# PROVIDED TEXT:
+===+

Linkage

Posted on April 18, 2016 by Anand Sarwate

At a DARPA PI meeting recently, I met some folks from Cybernetica who told me about the hot new startup CountryOS! (EDIT: it’s not their startup).

A recent 99% Invisible episode describes the history of the SIGSALY, a secure communication system developed during WWII that used white noise one-time pads printed on vinyl to analog-encrypt communications lines.

Thanks to The Allusionist, I learned about EuroSpeak and discovered this guide on Misused English words and expressions in EU publications, which is hilarious.

“The needs of the many,” privilege, and power

Posted on December 14, 2014 by Anand Sarwate

There’s a certain set of sentiments which undergird a lot of thinking in engineering, and especially engineering about data. You want a method which has good performance “on average” over the population. The other extreme is worst-case, but there are things you can only do in the average case. By focusing on average-case gain, you get a kind of “the needs of the many outweigh the needs of the few” way of thinking about the world.

The needs of the many outweigh the needs of the one… or the few?

Now in the abstract land of mathematical models and algorithms, this might seem like a reasonable principle — if you have to cram everything into a single population utility function you might as well then optimize that. However, this gets messier when you start implementing it in the real world (unless of course you’re an economist of a certain stripe). The needs of the many are often the needs of the more powerful or dominant groups in society. The needs of the few are perhaps those who have been historically marginalized or victimized. Extolling the benefits to the many is often taking a stand for the powerful against the weak. It’s at best deeply insensitive.

Two instances of this have appeared on the blogosphere recently. Scott Aaronson blogged recently about MIT’s decision to take down Walter Lewin’s online videos after Lewin was found to have sexually harassed students in connection with the course. Scott believes that depriving students of Lewin’s materials is a terrible outcome, even (possibly) if he were a murderer. Ignoring the real hurt and trauma felt by those who are affected by Lewin’s actions is an exercise in privilege — because he is not hurt by it, he values the “the good of the many” trumping the “good of the few.”

+===+

# INFORMATION SUPPLIED:
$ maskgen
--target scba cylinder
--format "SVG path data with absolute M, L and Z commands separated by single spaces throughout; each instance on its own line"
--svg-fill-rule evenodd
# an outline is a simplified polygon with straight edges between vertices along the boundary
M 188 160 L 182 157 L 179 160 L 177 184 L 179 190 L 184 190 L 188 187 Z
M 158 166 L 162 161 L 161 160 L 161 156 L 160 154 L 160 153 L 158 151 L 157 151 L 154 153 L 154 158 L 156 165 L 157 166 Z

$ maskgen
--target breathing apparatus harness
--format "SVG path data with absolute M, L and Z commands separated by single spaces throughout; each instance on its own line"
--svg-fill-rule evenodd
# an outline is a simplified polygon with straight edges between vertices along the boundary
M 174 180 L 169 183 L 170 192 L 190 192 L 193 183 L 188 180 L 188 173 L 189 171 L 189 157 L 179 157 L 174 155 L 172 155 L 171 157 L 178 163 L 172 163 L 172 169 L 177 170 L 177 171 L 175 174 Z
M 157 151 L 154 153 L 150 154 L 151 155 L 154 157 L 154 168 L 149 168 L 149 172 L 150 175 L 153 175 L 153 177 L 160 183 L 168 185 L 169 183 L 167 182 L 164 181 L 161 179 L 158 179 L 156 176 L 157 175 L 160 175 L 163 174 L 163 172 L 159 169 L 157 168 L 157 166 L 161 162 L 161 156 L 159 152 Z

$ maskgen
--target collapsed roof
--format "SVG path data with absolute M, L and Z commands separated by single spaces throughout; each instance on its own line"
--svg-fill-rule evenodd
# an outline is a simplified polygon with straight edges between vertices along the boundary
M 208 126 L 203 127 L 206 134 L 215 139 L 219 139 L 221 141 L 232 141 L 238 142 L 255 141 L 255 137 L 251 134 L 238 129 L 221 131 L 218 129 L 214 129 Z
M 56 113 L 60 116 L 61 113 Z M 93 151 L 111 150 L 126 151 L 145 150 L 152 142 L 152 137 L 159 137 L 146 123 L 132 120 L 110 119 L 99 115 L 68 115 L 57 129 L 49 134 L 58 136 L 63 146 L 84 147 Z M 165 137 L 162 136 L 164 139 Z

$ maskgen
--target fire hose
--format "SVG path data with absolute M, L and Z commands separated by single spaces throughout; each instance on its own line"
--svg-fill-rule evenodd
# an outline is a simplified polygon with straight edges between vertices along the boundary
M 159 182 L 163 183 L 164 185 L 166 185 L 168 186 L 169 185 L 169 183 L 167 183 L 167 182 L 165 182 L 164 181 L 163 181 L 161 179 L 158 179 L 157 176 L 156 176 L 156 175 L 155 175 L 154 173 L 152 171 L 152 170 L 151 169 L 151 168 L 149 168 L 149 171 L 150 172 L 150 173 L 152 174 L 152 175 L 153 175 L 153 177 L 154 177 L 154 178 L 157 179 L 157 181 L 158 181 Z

+===+

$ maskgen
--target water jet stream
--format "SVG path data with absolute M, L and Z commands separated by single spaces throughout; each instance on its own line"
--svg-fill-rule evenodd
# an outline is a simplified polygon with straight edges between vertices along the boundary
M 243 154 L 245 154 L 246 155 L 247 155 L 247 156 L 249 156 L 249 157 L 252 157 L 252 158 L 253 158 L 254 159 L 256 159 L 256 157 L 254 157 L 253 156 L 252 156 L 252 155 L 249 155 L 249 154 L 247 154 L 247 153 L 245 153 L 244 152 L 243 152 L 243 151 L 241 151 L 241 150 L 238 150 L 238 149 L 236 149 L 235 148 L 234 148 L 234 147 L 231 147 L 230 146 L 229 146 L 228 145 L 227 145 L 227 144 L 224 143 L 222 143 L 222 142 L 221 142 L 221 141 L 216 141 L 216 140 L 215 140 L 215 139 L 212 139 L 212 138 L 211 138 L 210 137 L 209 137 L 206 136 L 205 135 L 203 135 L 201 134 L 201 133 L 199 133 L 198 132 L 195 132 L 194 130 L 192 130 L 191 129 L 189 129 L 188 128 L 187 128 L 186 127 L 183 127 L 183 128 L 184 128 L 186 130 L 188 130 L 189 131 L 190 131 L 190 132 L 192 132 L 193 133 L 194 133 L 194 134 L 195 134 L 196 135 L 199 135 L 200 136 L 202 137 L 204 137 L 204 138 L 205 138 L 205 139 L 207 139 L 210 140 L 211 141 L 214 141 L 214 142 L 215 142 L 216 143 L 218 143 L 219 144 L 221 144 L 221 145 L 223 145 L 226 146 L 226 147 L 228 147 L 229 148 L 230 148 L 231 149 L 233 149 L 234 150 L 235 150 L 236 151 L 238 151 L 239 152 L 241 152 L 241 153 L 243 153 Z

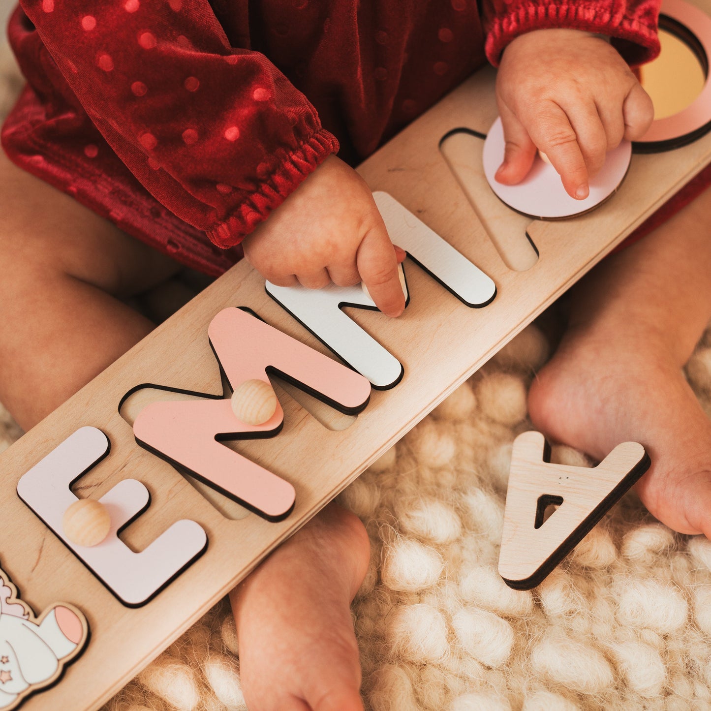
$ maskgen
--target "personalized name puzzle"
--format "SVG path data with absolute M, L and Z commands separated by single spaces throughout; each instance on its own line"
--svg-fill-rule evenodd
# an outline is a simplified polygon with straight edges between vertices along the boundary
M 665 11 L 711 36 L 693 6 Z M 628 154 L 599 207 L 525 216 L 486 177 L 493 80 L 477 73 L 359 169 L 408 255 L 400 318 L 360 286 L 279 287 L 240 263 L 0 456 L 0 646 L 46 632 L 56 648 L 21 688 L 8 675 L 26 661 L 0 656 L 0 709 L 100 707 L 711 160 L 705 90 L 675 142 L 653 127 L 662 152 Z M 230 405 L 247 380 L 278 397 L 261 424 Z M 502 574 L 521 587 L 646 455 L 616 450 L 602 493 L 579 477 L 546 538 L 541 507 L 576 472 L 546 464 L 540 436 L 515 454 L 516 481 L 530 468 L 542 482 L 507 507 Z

+===+

# TO DO:
Copy out everything in the blog text from "At a DARPA PI" down to "analog-encrypt communications lines.", but put "shellac" in place of "vinyl".

# WORKED SOLUTION:
At a DARPA PI meeting recently, I met some folks from Cybernetica who told me about the hot new startup CountryOS! (EDIT: it’s not their startup).

A recent 99% Invisible episode describes the history of the SIGSALY, a secure communication system developed during WWII that used white noise one-time pads printed on shellac to analog-encrypt communications lines.